(Exercise input Opens)

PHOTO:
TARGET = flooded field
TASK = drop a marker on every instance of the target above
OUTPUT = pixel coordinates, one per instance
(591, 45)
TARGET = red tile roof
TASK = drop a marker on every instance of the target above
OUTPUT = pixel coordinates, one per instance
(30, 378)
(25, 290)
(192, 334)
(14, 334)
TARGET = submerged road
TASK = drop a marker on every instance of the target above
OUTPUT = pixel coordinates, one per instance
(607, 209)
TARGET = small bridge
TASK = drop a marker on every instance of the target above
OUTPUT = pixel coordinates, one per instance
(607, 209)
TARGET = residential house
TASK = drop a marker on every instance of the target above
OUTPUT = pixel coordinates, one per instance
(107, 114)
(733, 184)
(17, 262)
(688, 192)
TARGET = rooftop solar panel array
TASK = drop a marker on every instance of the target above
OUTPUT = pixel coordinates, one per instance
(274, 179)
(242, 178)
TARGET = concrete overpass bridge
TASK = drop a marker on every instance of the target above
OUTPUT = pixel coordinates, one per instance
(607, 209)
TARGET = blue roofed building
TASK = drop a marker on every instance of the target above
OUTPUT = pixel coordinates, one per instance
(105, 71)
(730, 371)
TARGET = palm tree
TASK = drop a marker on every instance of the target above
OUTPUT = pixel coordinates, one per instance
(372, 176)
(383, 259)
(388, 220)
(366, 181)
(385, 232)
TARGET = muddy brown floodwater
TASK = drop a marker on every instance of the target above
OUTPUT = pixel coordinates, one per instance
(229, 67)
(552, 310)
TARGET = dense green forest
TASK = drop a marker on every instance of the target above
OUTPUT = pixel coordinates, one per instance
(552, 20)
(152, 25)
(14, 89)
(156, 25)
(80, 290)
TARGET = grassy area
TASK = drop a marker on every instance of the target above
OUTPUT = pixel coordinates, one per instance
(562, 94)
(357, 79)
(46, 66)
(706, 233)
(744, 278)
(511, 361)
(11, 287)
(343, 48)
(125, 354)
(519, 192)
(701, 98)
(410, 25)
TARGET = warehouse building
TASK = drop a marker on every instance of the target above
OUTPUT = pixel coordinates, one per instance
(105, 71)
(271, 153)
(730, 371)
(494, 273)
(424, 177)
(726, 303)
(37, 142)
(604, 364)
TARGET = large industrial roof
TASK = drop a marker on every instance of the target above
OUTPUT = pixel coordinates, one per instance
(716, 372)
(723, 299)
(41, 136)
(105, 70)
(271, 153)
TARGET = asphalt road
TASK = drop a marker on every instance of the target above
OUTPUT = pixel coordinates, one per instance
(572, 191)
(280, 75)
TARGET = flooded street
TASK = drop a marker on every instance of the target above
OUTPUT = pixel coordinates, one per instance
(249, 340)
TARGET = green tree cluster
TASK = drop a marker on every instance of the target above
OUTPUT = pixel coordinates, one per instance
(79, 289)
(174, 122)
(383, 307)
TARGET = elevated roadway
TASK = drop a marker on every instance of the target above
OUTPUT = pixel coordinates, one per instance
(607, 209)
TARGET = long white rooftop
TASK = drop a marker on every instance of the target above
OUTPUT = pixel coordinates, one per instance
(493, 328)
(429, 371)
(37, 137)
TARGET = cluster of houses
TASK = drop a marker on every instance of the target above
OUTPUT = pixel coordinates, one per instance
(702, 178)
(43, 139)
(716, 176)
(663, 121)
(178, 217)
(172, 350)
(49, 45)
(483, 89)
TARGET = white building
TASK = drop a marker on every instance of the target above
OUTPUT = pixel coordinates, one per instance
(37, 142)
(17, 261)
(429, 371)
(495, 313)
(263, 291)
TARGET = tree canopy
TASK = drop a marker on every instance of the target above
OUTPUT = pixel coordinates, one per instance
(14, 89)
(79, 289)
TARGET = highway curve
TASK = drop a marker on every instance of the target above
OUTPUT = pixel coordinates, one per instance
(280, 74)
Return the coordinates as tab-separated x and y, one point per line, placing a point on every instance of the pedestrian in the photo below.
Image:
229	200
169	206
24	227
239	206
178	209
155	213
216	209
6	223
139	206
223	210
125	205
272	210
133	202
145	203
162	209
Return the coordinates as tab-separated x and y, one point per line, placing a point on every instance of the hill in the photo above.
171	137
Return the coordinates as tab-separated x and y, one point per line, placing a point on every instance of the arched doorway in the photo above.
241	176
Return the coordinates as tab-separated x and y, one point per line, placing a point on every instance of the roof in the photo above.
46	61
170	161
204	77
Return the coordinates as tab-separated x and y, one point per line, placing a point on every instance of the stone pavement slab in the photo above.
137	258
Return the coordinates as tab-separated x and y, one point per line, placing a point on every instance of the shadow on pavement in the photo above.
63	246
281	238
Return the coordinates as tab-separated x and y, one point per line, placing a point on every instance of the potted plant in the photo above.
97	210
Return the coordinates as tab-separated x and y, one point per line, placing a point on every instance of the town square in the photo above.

(Exercise input Closes)

=== Problem requirements ===
After counting the lines above that include the word "bridge", give only the number.

=== Exercise answer ===
2